All of the data, except its images, should be set down exactly as it appears.

─── THE INPUT ───

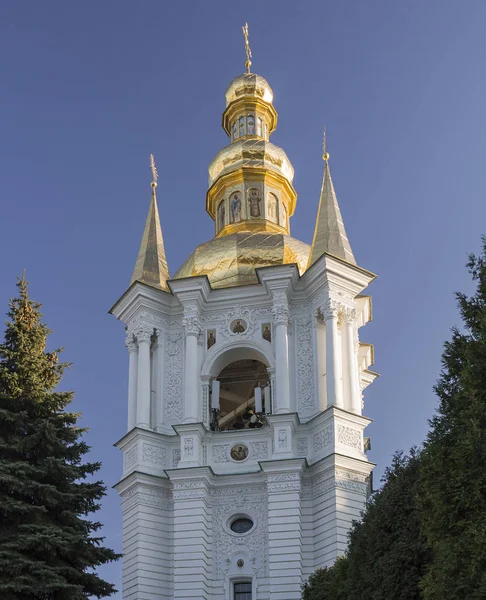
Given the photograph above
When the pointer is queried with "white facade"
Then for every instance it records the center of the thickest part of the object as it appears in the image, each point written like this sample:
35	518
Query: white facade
306	476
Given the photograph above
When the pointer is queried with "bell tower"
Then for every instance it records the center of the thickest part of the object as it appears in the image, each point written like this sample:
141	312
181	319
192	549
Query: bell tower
244	460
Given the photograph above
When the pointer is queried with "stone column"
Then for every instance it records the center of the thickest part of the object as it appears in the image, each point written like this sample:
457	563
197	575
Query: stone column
158	376
192	537
354	391
280	314
192	329
333	358
285	529
143	334
320	326
132	348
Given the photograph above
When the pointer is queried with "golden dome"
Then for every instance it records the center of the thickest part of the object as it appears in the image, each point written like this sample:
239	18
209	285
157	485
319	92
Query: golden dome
231	260
250	152
249	85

───

**SOLUTION TO THIS PROBLEM:**
Given the photograph above
When the pointer is queried with "white facade"
Then for every instance it records the center of the thickest part of the object as it appears in the image, each point written like this sample:
35	518
Query: white facade
306	476
Given the photograph above
When the pointer is queried with "bell tower"
Then for every instance it records the center of the thickest part of the object as it appears in the image, each point written like this sample:
141	312
181	319
192	549
Query: bell tower
244	460
Given the photograph above
When the pointer is queried with "stone column"
Then for every instance it records the center of the thickest part of the object as it appears in the image, each point written like this sample:
457	563
197	575
Query: stone column
158	376
192	537
354	391
280	314
192	329
333	358
285	529
143	334
320	326
132	348
Given the photograph above
When the pointer is queried with "golden dome"
Then for every instance it records the center of the thickest part of the object as it appears in the image, each point written like this sample:
239	18
209	285
157	485
319	92
Query: golden dome
231	260
250	152
249	85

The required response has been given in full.